→ **Problem statement**
The job is to output each record again, character for character.

→ **Provided records**

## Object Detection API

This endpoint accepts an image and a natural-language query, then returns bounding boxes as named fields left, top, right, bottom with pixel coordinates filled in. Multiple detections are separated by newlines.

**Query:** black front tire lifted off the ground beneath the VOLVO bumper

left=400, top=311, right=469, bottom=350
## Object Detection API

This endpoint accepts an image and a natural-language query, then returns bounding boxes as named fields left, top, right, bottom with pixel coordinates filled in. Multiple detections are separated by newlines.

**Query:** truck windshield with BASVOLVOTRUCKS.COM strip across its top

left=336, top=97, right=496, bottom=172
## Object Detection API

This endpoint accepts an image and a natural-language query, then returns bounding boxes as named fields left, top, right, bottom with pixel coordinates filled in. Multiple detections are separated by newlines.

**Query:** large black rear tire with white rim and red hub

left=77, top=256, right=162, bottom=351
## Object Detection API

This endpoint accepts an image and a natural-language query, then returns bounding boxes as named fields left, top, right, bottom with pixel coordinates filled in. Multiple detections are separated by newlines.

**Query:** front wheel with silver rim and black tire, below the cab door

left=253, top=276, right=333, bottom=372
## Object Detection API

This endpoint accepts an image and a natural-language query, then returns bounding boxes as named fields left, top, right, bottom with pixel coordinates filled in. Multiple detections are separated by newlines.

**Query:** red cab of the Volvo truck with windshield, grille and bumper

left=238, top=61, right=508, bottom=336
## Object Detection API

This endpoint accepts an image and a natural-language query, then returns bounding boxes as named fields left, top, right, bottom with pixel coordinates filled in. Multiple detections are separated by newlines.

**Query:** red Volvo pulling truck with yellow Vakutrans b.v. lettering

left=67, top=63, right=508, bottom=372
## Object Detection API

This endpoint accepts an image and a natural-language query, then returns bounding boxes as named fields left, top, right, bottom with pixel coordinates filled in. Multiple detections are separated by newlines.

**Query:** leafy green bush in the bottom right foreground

→ **Result for this task**
## Object Detection API

This endpoint accepts an image and a natural-language query, then returns bounding boxes as named fields left, top, right, bottom with pixel coordinates filled in. Multiple detections are separated by newlines.

**Query:** black front tire lifted off the ground beneath the VOLVO bumper

left=400, top=311, right=469, bottom=350
## Object Detection API

This endpoint accepts an image and a natural-language query, then returns bounding boxes as named fields left, top, right, bottom with pixel coordinates filled in. Multiple detections are separated by newlines.

**Query:** truck windshield with BASVOLVOTRUCKS.COM strip across its top

left=336, top=97, right=496, bottom=172
## Object Detection API

This endpoint accepts an image and a natural-language query, then returns bounding boxes as named fields left, top, right, bottom with pixel coordinates filled in. Multiple detections are separated by newlines.

**Query:** large black rear tire with white rim and red hub

left=77, top=256, right=162, bottom=351
## Object Detection API

This endpoint accepts an image and a natural-language query, then returns bounding boxes as named fields left, top, right, bottom with pixel coordinates filled in. Multiple detections are separated by newlines.

**Query:** front wheel with silver rim and black tire, below the cab door

left=253, top=276, right=333, bottom=372
## Object Detection API

This endpoint accepts an image and a natural-language query, then returns bounding boxes as named fields left, top, right, bottom with pixel coordinates filled in. Multiple detections are separated by newlines.

**Query:** red cab of the Volvo truck with windshield, grille and bumper

left=238, top=61, right=508, bottom=336
## Object Detection API

This endpoint accepts an image and a natural-language query, then returns bounding boxes as named fields left, top, right, bottom with pixel coordinates filled in. Multiple detections are separated by newlines.

**Query:** red Volvo pulling truck with yellow Vakutrans b.v. lettering

left=67, top=63, right=508, bottom=372
## Object Detection API

This endpoint accepts an image and a natural-language query, then returns bounding boxes as named fields left, top, right, bottom with pixel coordinates filled in. Multiple detections are separated by newlines.

**Query:** leafy green bush in the bottom right foreground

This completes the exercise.